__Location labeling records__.
— START —

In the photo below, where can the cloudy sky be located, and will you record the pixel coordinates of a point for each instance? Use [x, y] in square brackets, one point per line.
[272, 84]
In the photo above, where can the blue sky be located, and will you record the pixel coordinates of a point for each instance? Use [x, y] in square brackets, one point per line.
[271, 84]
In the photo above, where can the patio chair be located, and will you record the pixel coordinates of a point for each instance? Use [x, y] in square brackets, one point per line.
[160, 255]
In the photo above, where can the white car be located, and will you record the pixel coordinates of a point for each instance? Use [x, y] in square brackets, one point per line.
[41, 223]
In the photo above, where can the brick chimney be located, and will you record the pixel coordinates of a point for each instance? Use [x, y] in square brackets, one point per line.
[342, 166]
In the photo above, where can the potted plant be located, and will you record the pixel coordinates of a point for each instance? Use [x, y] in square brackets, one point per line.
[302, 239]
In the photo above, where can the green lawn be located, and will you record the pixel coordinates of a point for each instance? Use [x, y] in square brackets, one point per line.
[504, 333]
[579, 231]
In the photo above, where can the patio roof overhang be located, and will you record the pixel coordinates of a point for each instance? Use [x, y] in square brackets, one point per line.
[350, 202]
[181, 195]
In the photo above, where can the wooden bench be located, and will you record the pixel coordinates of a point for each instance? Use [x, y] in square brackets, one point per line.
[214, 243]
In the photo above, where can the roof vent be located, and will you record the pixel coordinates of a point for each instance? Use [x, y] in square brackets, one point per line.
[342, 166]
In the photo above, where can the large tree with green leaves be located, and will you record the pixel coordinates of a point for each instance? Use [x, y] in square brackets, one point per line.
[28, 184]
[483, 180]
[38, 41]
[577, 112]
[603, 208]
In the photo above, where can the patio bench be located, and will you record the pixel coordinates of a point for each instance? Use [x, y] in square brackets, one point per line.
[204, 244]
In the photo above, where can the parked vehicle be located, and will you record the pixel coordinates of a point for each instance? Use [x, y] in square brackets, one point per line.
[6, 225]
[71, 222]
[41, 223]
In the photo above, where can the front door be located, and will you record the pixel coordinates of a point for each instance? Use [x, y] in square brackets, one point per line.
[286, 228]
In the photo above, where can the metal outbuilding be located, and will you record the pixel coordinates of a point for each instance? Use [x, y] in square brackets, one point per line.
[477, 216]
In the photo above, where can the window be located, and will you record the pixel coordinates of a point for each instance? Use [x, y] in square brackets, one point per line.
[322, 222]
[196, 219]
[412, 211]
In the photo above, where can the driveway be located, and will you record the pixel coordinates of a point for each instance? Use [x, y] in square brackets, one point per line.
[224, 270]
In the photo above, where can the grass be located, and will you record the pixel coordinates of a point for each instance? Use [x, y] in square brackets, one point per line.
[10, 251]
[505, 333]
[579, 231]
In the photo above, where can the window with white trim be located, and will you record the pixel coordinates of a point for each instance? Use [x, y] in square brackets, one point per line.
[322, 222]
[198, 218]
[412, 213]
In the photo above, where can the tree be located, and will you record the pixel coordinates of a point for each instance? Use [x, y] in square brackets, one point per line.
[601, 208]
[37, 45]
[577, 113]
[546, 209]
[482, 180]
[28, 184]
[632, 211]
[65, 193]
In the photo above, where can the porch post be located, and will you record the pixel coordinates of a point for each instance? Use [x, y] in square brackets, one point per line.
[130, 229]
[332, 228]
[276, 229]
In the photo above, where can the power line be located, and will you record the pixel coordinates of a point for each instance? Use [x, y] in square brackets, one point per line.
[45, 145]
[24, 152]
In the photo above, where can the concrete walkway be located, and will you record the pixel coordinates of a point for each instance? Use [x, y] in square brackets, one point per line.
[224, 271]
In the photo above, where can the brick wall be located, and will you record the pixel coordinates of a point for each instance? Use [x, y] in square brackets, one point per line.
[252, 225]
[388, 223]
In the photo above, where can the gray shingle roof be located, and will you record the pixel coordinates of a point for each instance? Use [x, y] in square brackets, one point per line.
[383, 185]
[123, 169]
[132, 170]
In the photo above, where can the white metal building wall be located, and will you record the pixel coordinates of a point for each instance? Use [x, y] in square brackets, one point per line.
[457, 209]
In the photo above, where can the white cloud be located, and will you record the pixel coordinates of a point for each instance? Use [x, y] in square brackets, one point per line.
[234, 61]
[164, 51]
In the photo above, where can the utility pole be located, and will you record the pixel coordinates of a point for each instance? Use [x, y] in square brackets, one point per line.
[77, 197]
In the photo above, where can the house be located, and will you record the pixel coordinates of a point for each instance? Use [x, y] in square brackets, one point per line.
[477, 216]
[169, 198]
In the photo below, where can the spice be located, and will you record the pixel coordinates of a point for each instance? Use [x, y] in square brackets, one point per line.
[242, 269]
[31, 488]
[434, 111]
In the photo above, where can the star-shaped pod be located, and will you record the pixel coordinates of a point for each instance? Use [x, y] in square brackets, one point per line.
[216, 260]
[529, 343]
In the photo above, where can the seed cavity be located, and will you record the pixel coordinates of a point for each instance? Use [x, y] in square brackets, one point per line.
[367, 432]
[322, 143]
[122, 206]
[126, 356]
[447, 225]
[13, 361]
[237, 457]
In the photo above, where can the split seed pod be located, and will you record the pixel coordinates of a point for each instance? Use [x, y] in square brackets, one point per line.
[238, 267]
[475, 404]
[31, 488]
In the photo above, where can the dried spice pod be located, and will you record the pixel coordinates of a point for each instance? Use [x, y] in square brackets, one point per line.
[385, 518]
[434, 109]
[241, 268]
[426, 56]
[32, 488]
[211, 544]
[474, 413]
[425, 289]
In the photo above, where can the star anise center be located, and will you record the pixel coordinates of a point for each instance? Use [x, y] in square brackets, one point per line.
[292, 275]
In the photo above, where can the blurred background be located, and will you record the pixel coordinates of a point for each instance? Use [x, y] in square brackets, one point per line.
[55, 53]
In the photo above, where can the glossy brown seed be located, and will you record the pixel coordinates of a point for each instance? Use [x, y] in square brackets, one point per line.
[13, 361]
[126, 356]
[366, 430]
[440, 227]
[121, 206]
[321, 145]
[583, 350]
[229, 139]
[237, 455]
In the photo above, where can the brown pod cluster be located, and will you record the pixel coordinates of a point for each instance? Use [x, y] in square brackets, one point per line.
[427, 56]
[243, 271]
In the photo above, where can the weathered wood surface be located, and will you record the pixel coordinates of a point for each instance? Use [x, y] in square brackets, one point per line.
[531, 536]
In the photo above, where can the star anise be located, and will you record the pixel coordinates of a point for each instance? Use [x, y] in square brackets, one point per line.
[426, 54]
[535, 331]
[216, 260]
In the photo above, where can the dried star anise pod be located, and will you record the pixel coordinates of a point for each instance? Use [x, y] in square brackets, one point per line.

— END —

__What the task asks__.
Return each line of the records above exactly as it reads.

__Answer below__.
In the photo below, where can the cloudy sky be located, and will you record the pixel coordinates of a point for each instance? Use [x, y] in square brackets, one point per line.
[272, 84]
In the photo above, where can the blue sky be located, and will you record the pixel coordinates of a point for each instance? Use [x, y] in square brackets, one point per line.
[271, 84]
In the photo above, where can the patio chair be located, and will you record the pixel coordinates of a point for each instance? Use [x, y] in square brackets, one point per line.
[160, 255]
In the photo above, where can the white car be located, and will you record the pixel coordinates of a point for each instance? Use [x, y] in square brackets, one point per line.
[41, 223]
In the photo above, where can the brick chimney be located, and will you record the pixel coordinates of a point for each instance? Use [x, y] in square brackets, one point per line.
[342, 166]
In the photo above, where can the potted plant be located, and will you record the pixel coordinates of a point for each instance? Use [x, y] in square brackets, one point per line.
[302, 239]
In the photo above, where can the green lawn be located, and will you record the pixel coordinates of a point for each instance? Use [x, y] in square brackets, one point per line.
[504, 333]
[579, 231]
In the photo above, where can the patio roof overhang be located, and will you record the pixel coordinates of a point for each instance? Use [x, y] in square brackets, one point per line.
[350, 202]
[181, 195]
In the photo above, where can the wooden bench be located, and will you record the pixel coordinates of a point for each instance? Use [x, y] in square brackets, one point per line.
[214, 243]
In the photo above, where can the roof vent be located, and will you record the pixel coordinates of a point for each instance? Use [x, y] in square brackets, one point per line.
[342, 166]
In the photo above, where can the large tree with green leaves be located, and will you record the pixel coordinates of a point for each instance? Use [x, y] in square brackets, one point per line.
[28, 184]
[483, 180]
[38, 41]
[577, 112]
[603, 208]
In the photo above, where can the patio bench be located, and will you record the pixel coordinates of a point for each instance? Use [x, y] in square brackets, one point per line.
[204, 244]
In the photo above, where can the parked vehicle be located, and will you record the pixel coordinates of a point for each instance? Use [x, y] in square brackets, one point per line.
[6, 225]
[71, 222]
[41, 223]
In the photo above, where can the front door be located, and will you record the pixel coordinates of a point for each instance? Use [x, y] in square brackets, one point per line.
[286, 228]
In the photo above, where can the metal outbuilding be located, and will you record the pixel coordinates of a point for each instance? Use [x, y] in square brackets, one point per line.
[477, 216]
In the photo above, where can the window be located, and will you record the pixel coordinates of a point for each instance? Use [x, y] in square brackets, one point per line.
[322, 222]
[196, 219]
[412, 211]
In the photo above, where can the driveway be located, and will you record the pixel coordinates of a point for each instance? Use [x, y] in square brackets, one point per line.
[224, 270]
In the photo above, where can the grass be located, and will you record the pixel coordinates of a point for each instance? Use [x, y] in square brackets, one point per line.
[10, 251]
[505, 333]
[579, 231]
In the photo above, where can the window with white trim be located, and will you record the pixel coordinates of a point for each instance? Use [x, y] in square brackets, one point per line.
[322, 222]
[198, 218]
[412, 213]
In the photo above, where can the tree be located, and will you record the pixel coordinates of a point for each instance? Use [x, y] in square brackets, one point per line.
[601, 208]
[37, 45]
[577, 113]
[546, 209]
[482, 180]
[28, 184]
[632, 211]
[65, 193]
In the photo above, where can the porch post be located, and will you record the pixel coordinates of a point for each instance? Use [x, y] in square brackets, one point per line.
[130, 229]
[332, 228]
[276, 229]
In the photo above, where can the power line be located, and will you record the pixel coordinates of a point for each instance? Use [x, y] in square brackets, one point per line.
[45, 145]
[24, 152]
In the photo above, where can the concrete walkway be located, and will you record the pixel coordinates of a point for each instance? Use [x, y] in square brackets, one point per line.
[224, 271]
In the photo above, where can the brick wall be located, and will you record the pixel coordinates of a point for each instance? Use [x, y] in square brackets, one point per line.
[252, 225]
[388, 223]
In the photo above, where can the gray shingle roof be located, and will you record the pixel coordinates of a point for each instance? Use [x, y] in square brackets, one point per line.
[383, 185]
[123, 169]
[132, 170]
In the photo above, where can the white metal building wall be located, and will you record the pixel coordinates of a point for each instance? Use [x, y] in square brackets, one point per line.
[457, 209]
In the photo above, where can the white cloud be located, and will you record the pixel coordinates of a point for each instance? Use [x, y] in square brackets, one point per line.
[234, 61]
[164, 51]
In the photo above, where can the utility pole be located, and will you record the pixel coordinates of a point for each instance? Use [x, y] in square brackets, one point per line.
[77, 197]
In the photo above, where can the house be located, and will you record the pixel coordinates of a point for each instance? Use [x, y] in square brackets, one point per line.
[477, 216]
[169, 198]
In the photo below, where can the spice be located, and will you record the pixel coordinates of a point for each instance? Use [x, y] in square brackets, one point per line.
[242, 269]
[31, 488]
[434, 111]
In the photo above, where can the star-shaped pod be located, and will you record the pixel coordinates of a point for each instance? Use [x, y] in square brackets, one point per line.
[216, 260]
[529, 343]
In the photo above, where can the seed cavity be located, and will you record the pixel coordinates of a point for each instance? Use [x, y] in square brackets, one point per line.
[367, 432]
[322, 143]
[122, 206]
[126, 356]
[447, 225]
[13, 361]
[237, 457]
In the photo above, where can the split seed pod be located, and will you record the pixel coordinates of a point for each instance? Use [x, y] in square brackets, one point per line.
[238, 267]
[475, 404]
[31, 488]
In the photo above, where can the dried spice pod be located, and will you record the pixel coordinates of a point for each instance? Use [x, y] in square brackets, one point per line.
[385, 518]
[434, 109]
[241, 268]
[426, 56]
[32, 488]
[211, 544]
[474, 413]
[425, 289]
In the photo above, where can the star anise center be located, and will you record the pixel coordinates of a point for each instance? Use [x, y] in square brackets, one point per line.
[292, 275]
In the photo above, where can the blurred background be located, and will you record the pixel coordinates of a point for each instance? Use [x, y] in square brackets, one point per line.
[55, 53]
In the photo above, where can the glossy brown seed be located, and will you record the pixel coordinates of a point for each instance? Use [x, y] in square brackets, one point per line.
[13, 361]
[126, 356]
[366, 430]
[440, 227]
[121, 206]
[321, 145]
[583, 350]
[229, 139]
[237, 455]
In the photo above, where can the brown pod cluster be located, and will you record the pixel coordinates of a point for each instance? Use [x, y] in square brackets, one point per line.
[427, 56]
[243, 271]
In the photo above, where can the weathered wood surface be located, and will you record the pixel coordinates of a point for each instance? Use [x, y] in square brackets, one point per line.
[531, 536]
In the photo above, where can the star anise be located, and will you record the pixel coordinates of a point for each instance? Use [x, y] in square brackets, one point per line.
[426, 54]
[535, 331]
[216, 260]
In the photo above, where can the dried star anise pod be located, and will you record the pixel coordinates of a point for each instance? Use [x, y] in square brackets, one point per line.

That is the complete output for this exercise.